Return each line of the items below that contains the string "camera".

▸ MATERIALS PROVIDED:
-- start --

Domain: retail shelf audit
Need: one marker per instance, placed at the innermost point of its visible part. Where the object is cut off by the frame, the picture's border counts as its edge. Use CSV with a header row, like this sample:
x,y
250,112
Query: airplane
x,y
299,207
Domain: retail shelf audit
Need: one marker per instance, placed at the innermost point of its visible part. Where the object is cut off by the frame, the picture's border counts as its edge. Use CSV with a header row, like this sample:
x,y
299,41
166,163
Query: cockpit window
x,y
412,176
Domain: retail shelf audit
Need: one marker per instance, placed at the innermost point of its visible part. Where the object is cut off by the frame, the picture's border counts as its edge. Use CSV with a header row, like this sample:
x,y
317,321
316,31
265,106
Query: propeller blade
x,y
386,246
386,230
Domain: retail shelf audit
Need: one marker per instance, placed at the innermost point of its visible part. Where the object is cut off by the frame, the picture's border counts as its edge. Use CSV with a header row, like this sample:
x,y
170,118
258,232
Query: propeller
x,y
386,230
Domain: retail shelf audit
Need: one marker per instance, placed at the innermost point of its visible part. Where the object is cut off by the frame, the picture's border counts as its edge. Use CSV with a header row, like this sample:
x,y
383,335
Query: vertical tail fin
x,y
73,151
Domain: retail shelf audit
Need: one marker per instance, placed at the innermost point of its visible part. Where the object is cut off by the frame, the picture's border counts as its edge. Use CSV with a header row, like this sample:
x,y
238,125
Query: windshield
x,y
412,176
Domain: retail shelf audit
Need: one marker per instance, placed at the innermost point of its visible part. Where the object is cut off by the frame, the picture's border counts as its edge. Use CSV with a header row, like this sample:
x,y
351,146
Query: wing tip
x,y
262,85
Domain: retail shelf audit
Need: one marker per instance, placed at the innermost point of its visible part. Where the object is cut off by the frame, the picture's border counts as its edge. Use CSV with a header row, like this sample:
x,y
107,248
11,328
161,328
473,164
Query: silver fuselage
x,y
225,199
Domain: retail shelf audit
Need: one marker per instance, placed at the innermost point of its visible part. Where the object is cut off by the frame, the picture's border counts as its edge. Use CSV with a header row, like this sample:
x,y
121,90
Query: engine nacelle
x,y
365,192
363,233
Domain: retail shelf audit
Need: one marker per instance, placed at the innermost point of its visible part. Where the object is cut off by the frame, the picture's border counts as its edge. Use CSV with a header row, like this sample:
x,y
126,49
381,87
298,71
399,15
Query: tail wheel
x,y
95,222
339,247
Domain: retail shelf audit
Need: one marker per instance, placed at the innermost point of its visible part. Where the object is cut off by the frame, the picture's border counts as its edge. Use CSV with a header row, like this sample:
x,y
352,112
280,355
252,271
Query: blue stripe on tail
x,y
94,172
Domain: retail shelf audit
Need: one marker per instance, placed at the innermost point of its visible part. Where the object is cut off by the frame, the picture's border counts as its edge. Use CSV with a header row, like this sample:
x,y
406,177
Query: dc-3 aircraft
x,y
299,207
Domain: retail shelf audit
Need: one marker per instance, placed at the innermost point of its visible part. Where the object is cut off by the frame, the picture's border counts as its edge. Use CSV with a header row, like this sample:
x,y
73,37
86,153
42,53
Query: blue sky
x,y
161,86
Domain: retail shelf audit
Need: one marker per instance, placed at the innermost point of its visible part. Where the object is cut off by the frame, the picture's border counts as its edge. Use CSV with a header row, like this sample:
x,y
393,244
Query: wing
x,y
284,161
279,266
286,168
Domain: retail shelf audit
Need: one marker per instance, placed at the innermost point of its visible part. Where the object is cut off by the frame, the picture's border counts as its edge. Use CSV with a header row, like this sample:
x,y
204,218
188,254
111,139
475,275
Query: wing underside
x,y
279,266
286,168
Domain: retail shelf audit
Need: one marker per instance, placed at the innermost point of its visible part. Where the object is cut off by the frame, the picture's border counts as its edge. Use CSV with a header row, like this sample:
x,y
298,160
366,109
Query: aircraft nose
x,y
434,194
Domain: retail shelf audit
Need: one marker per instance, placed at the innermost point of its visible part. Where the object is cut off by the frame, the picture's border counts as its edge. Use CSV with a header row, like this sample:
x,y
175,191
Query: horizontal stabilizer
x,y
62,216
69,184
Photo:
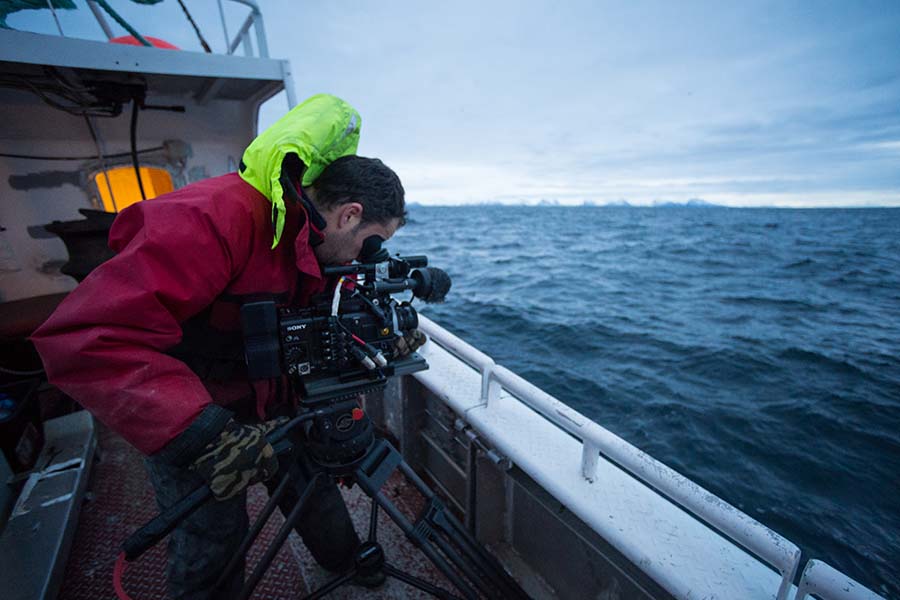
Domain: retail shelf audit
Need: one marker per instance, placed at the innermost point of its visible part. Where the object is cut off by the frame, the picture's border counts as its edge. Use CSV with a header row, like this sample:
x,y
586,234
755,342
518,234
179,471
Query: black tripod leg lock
x,y
147,536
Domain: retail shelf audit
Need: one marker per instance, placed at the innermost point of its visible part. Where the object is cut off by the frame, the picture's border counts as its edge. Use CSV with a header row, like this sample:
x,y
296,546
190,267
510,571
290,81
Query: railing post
x,y
490,387
590,456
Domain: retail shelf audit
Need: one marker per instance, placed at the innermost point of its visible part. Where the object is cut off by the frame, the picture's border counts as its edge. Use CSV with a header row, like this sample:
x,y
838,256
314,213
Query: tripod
x,y
435,532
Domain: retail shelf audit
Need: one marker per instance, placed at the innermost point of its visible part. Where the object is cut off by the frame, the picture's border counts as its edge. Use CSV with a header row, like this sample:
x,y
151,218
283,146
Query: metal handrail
x,y
254,19
752,535
828,583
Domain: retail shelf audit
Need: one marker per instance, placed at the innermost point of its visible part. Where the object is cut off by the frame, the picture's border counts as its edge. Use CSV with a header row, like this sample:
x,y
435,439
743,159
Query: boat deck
x,y
120,499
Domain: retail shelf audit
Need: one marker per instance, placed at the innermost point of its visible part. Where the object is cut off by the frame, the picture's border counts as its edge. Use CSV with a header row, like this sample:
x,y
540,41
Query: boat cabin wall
x,y
209,141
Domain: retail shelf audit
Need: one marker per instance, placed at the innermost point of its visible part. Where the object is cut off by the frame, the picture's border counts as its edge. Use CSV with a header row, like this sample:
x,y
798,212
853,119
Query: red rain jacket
x,y
198,252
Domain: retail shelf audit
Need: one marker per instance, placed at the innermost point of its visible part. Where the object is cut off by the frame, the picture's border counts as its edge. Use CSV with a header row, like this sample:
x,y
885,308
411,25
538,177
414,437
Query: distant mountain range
x,y
693,202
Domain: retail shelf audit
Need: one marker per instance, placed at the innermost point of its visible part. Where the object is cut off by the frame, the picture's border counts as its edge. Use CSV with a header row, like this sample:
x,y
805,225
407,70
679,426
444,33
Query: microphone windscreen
x,y
440,285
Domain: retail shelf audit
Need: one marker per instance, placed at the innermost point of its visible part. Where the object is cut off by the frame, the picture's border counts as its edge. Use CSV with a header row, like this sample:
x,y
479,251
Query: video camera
x,y
343,343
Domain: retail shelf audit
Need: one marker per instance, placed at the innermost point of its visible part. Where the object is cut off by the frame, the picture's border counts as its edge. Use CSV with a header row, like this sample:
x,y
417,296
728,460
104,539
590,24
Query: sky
x,y
750,103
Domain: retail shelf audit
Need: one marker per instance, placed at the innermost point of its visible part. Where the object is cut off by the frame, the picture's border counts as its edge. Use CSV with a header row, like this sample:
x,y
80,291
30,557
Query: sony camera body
x,y
343,343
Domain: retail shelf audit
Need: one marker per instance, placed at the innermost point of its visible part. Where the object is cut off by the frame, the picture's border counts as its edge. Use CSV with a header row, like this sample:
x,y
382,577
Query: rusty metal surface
x,y
121,499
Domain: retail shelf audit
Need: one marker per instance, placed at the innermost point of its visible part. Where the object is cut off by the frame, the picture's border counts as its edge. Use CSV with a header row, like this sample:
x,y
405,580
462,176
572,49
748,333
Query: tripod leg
x,y
331,585
448,524
424,545
279,540
254,531
419,583
373,521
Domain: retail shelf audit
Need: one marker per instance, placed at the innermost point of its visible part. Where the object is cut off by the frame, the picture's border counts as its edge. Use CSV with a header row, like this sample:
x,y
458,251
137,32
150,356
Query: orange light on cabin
x,y
125,188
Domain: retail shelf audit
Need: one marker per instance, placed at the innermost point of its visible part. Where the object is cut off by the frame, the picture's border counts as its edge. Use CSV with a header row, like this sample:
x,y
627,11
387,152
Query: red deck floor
x,y
120,499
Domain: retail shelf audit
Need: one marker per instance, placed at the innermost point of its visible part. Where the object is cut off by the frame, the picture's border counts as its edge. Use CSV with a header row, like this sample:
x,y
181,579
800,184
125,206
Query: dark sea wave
x,y
757,351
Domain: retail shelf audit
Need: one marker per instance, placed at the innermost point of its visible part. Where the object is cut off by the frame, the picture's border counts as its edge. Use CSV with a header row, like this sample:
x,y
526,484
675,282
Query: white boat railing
x,y
242,38
828,583
748,533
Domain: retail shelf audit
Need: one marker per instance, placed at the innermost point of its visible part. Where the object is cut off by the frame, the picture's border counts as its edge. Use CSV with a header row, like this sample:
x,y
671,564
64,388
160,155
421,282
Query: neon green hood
x,y
320,130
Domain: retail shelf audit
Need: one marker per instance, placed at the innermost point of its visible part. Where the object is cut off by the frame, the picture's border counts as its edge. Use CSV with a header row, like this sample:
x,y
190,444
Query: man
x,y
150,342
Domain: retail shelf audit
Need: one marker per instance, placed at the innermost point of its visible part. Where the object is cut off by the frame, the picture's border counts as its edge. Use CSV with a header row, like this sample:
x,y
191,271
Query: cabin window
x,y
124,186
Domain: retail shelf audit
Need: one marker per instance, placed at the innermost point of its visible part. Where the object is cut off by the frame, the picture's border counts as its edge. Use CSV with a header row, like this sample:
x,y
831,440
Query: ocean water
x,y
756,351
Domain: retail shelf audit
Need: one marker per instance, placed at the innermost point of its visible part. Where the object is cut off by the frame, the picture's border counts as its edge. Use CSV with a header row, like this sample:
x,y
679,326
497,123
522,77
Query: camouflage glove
x,y
409,343
239,457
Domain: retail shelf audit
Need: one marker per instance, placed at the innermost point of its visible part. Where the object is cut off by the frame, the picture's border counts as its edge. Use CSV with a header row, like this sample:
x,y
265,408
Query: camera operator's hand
x,y
239,457
409,343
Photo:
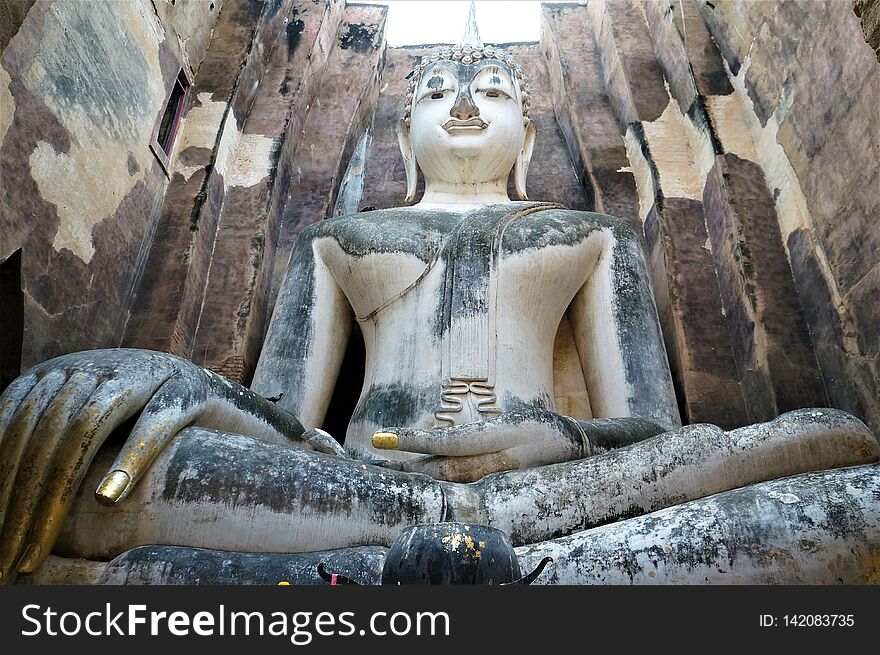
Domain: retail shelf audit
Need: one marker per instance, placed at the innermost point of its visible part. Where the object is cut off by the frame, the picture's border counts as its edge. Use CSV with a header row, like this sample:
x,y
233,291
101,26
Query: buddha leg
x,y
691,462
814,528
229,492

-- end --

▸ SOLUTION TO THIS TASK:
Query: video camera
Query: sony camera body
Query: camera operator's hand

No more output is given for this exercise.